Action item: Keep the wording of each record exactly the same when you repeat it, and leave out pictures.

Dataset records
----
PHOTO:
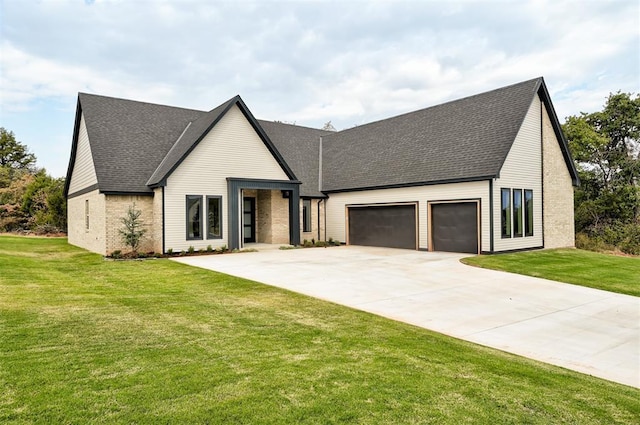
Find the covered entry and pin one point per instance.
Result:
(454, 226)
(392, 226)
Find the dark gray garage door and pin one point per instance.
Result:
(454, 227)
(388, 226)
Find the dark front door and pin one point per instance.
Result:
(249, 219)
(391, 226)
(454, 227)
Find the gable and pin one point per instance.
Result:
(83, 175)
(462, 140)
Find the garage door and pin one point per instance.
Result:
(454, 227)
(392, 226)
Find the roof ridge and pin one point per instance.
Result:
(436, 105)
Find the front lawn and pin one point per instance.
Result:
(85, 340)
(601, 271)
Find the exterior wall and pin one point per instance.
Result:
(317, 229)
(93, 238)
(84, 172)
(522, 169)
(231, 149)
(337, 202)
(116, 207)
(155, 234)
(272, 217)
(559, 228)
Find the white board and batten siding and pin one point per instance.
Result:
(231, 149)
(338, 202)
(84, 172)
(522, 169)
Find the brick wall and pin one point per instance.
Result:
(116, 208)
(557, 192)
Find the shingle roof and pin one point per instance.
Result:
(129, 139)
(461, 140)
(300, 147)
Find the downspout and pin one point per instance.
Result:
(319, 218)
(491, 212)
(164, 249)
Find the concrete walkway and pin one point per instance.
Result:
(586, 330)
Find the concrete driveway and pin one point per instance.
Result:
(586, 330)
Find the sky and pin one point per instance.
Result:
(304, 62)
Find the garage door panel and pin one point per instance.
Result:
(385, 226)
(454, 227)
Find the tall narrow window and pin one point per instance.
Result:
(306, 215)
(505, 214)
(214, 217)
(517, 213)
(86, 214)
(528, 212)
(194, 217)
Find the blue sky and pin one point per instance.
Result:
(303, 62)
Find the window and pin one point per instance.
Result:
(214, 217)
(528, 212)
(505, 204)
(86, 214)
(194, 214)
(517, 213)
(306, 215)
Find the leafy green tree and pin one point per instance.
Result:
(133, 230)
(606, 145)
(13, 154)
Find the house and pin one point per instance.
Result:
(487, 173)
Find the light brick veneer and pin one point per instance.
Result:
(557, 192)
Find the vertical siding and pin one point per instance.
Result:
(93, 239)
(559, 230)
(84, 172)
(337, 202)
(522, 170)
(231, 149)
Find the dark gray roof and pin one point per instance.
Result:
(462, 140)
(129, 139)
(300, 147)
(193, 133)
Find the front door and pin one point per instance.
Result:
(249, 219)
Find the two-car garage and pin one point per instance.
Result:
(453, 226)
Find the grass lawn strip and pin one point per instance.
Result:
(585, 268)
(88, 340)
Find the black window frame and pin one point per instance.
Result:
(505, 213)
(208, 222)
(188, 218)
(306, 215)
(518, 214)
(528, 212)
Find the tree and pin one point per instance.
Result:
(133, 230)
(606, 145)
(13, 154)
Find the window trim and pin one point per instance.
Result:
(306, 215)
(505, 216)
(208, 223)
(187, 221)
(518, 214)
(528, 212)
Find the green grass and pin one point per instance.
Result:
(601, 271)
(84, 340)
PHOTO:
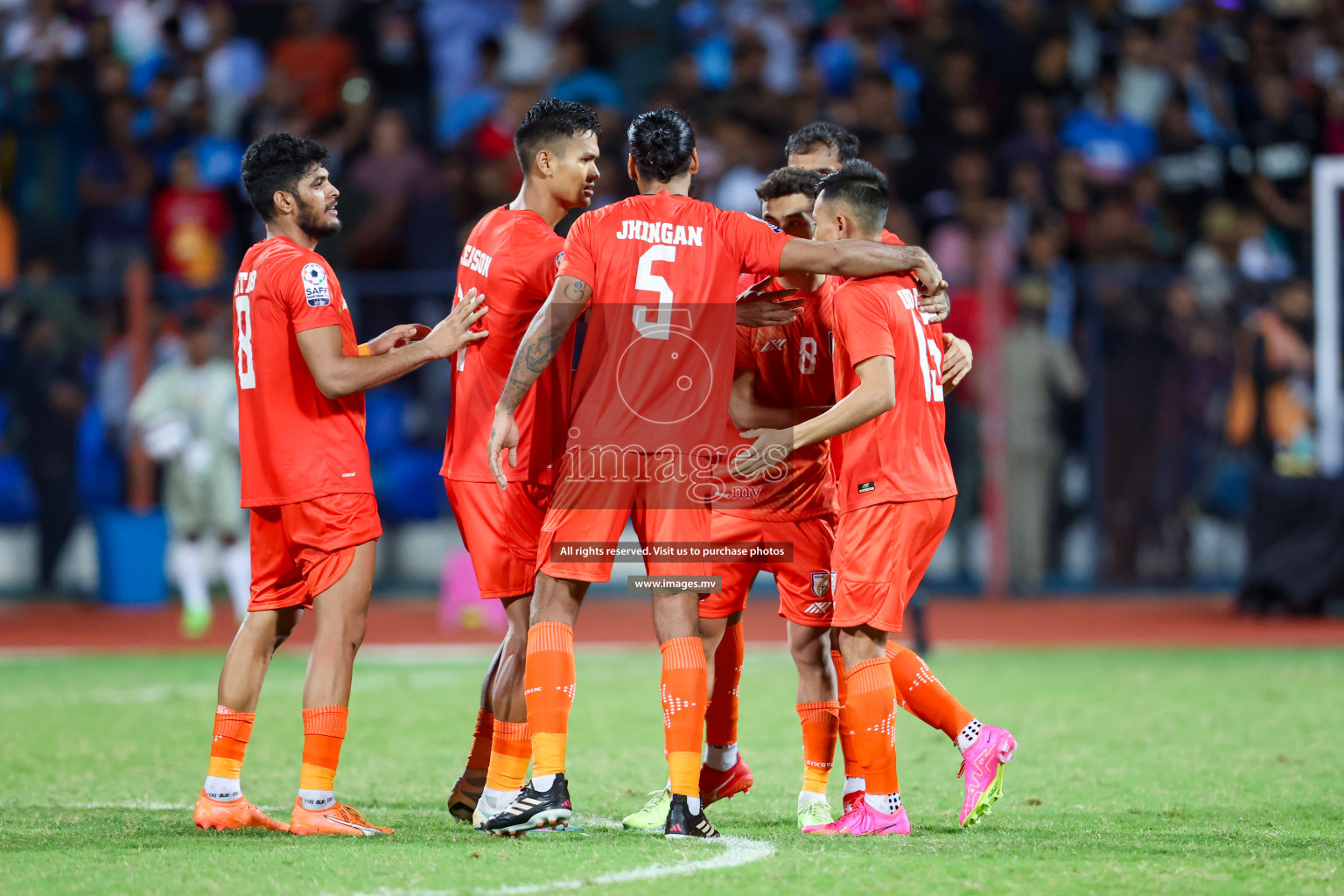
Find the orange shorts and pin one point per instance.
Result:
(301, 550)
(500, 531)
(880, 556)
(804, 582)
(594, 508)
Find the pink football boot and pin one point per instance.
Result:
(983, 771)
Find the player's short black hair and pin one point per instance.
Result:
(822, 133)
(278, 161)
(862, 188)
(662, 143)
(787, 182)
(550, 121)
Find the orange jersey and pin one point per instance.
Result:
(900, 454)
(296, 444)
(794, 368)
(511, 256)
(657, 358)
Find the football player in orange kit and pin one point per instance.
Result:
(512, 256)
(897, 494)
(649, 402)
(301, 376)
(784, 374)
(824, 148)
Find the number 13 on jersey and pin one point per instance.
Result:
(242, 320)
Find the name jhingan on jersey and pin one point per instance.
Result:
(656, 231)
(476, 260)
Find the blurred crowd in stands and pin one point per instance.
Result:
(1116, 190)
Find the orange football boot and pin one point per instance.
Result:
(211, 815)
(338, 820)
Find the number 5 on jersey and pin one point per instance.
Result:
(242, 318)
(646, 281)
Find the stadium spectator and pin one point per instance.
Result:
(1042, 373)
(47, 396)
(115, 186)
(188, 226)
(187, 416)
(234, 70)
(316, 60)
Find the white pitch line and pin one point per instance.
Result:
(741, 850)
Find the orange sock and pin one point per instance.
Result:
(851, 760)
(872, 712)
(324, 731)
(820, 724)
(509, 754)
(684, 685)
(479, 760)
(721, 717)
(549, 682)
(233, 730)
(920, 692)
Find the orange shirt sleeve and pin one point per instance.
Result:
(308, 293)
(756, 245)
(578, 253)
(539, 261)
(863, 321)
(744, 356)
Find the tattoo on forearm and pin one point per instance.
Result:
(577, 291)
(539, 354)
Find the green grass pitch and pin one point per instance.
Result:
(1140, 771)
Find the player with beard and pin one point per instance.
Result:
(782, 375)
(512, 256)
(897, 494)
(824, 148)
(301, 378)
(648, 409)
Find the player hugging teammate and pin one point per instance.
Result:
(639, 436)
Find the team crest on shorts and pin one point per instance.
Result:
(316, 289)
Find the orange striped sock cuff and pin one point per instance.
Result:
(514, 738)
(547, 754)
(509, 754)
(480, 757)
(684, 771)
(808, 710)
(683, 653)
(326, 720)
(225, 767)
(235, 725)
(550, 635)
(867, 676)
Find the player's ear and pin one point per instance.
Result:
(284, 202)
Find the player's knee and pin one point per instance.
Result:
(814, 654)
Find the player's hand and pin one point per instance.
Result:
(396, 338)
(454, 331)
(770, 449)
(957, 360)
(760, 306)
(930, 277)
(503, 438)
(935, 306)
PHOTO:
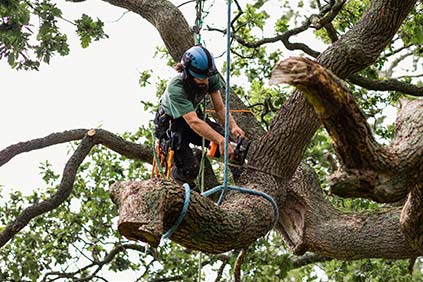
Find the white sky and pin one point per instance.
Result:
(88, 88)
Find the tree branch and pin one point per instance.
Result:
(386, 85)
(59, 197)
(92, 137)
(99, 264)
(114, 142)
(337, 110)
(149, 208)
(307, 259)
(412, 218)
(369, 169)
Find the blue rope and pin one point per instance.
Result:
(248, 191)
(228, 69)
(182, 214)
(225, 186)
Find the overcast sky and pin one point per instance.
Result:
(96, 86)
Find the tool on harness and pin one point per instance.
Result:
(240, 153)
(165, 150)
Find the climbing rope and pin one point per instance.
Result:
----
Output for this exercise:
PHOTO:
Find the covered entry and pin one point per instance.
Result:
(454, 226)
(392, 226)
Find the dark gray garage door and pin one point per instance.
Result:
(454, 227)
(388, 226)
Find the dark front door and pin one point per instance.
Result:
(249, 219)
(391, 226)
(454, 227)
Find the gable and pin one point per instance.
Result:
(83, 175)
(462, 140)
Find the garage door and pin one point per instance.
Result:
(454, 227)
(392, 226)
Find the roof ridge and pin one point per instance.
Result:
(436, 105)
Find the front lawn and pin one point per instance.
Result:
(85, 340)
(601, 271)
Find the exterior wall and pin one point per instance.
Result:
(317, 229)
(93, 238)
(84, 172)
(522, 169)
(231, 149)
(337, 202)
(116, 207)
(155, 234)
(272, 217)
(559, 228)
Find the white board and batten siding and pin one point per instance.
Result:
(231, 149)
(338, 202)
(84, 172)
(522, 169)
Find the brick wall and pin one point per instance.
Result:
(116, 208)
(557, 192)
Find the shingle roof and pin one point per instance.
Result:
(129, 139)
(461, 140)
(300, 147)
Find the downspout and pin one point per instance.
Result:
(319, 218)
(491, 212)
(164, 249)
Find the concrete walkway and pin one point per instance.
Result:
(586, 330)
Find the concrete driveway and pin one point per instance.
Result:
(586, 330)
Find the sky and pin one point per instance.
Result:
(304, 62)
Find the garage door panel and pin one point per instance.
Result:
(385, 226)
(454, 227)
Find the tall narrow window and pin one point per instance.
Result:
(306, 215)
(505, 214)
(214, 217)
(517, 213)
(86, 214)
(528, 212)
(194, 217)
Find the blue sky and pin one point per instance.
Result:
(303, 62)
Find the window and pin one point per instance.
Result:
(214, 217)
(528, 212)
(505, 204)
(86, 214)
(194, 214)
(517, 213)
(306, 215)
Find the leafy green tree and pin one point per instance.
Result:
(133, 230)
(606, 145)
(13, 154)
Find the house and pin one point per instance.
Result:
(487, 173)
Find the light brick veneer and pin one point per instance.
Result:
(557, 192)
Find the vertical siding and pin one point per instance.
Result:
(93, 239)
(559, 230)
(84, 172)
(337, 202)
(522, 170)
(231, 149)
Find the dark gray roof and pin one point per instance.
Result:
(462, 140)
(129, 139)
(300, 147)
(193, 133)
Find the front door and pin one point per instance.
Result:
(249, 219)
Find the two-car garage and pin one point per instance.
Result:
(453, 226)
Find the grass lawn strip and pin one point per instance.
Result:
(585, 268)
(88, 340)
Find the black window frame and pin one point per instance.
Result:
(505, 213)
(208, 222)
(188, 218)
(306, 215)
(518, 214)
(528, 212)
Find the tree and pin one point per instance.
Result:
(133, 230)
(606, 145)
(13, 154)
Find the window trim and pin one point per instance.
Result:
(306, 215)
(505, 216)
(208, 223)
(187, 221)
(518, 214)
(528, 212)
Find the green grass and pin one point per instance.
Result:
(601, 271)
(84, 340)
PHOTO:
Find the orange shorts and pin one point per instance.
Result:
(301, 550)
(500, 531)
(880, 556)
(804, 582)
(594, 508)
Find the pink football boot and pin one point per instance.
Result:
(983, 771)
Find the player's short black hair and pin one point per instance.
Result:
(822, 133)
(278, 161)
(862, 188)
(662, 143)
(787, 182)
(550, 121)
Find the orange jersey and pin one point per instance.
Result:
(900, 454)
(296, 444)
(794, 368)
(511, 256)
(657, 358)
Find the football player in orange kit and pin one point per instance.
Result:
(512, 256)
(897, 494)
(649, 402)
(301, 376)
(784, 374)
(824, 148)
Find the number 13 on jersey and pin one point per instance.
Result:
(242, 320)
Find the name jhingan on jersey and pin one point per instance.
Result:
(656, 231)
(476, 260)
Find the blurred crowd in stands and pin one point per instance.
Result:
(1116, 190)
Find the orange football boot and pin one point per instance.
Result:
(211, 815)
(338, 820)
Find the number 5 on jersey and pin one point per instance.
Result:
(242, 318)
(646, 281)
Find the stadium spectator and pin one point per instance.
Result:
(1042, 373)
(47, 396)
(115, 186)
(188, 226)
(187, 416)
(234, 70)
(316, 60)
Find the white pitch line and pin one point per instance.
Result:
(741, 850)
Find the orange sock and pin one point per instance.
Result:
(851, 760)
(872, 712)
(324, 731)
(820, 724)
(509, 754)
(684, 685)
(479, 760)
(721, 717)
(549, 682)
(233, 730)
(920, 692)
Find the orange shirt sleeve and pin one point per instance.
Result:
(308, 293)
(756, 245)
(578, 253)
(539, 261)
(863, 321)
(744, 356)
Find the tattoo on forearm and pin one point per instance.
Result:
(577, 291)
(539, 354)
Find the green grass pitch and pin one point per instance.
Result:
(1140, 771)
Find the player with beard and pin one point per instance.
Result:
(782, 375)
(512, 256)
(897, 494)
(824, 148)
(301, 378)
(648, 409)
Find the player hugging teammate and pin one point per instance.
Result:
(639, 436)
Find the team crest on shorts and pin one point per instance.
Result:
(316, 289)
Find the orange striped sock cuff and pin one point per instance.
Result:
(514, 738)
(547, 754)
(509, 754)
(480, 757)
(684, 771)
(808, 710)
(683, 653)
(326, 720)
(225, 767)
(235, 725)
(550, 635)
(867, 676)
Find the player's ear and pin one point per instance.
Result:
(284, 202)
Find the player's knee and pin one point per instance.
Result:
(814, 654)
Find the player's hand and pin one point per instance.
Result:
(396, 338)
(454, 331)
(770, 449)
(957, 360)
(760, 306)
(930, 277)
(503, 438)
(935, 306)
PHOTO:
Find the white sky and pin one point per instance.
Result:
(88, 88)
Find the tree branch and pin one point per instance.
Result:
(386, 85)
(59, 197)
(92, 137)
(99, 264)
(114, 142)
(337, 110)
(149, 208)
(307, 259)
(412, 218)
(369, 169)
Find the blue rope and pin one point per instance.
Result:
(248, 191)
(228, 69)
(182, 214)
(225, 186)
Find the overcast sky and pin one point per instance.
Result:
(96, 86)
Find the tool on harness and pin one point per instance.
Result:
(240, 153)
(165, 150)
Find the climbing rope and pin one point per instance.
Result:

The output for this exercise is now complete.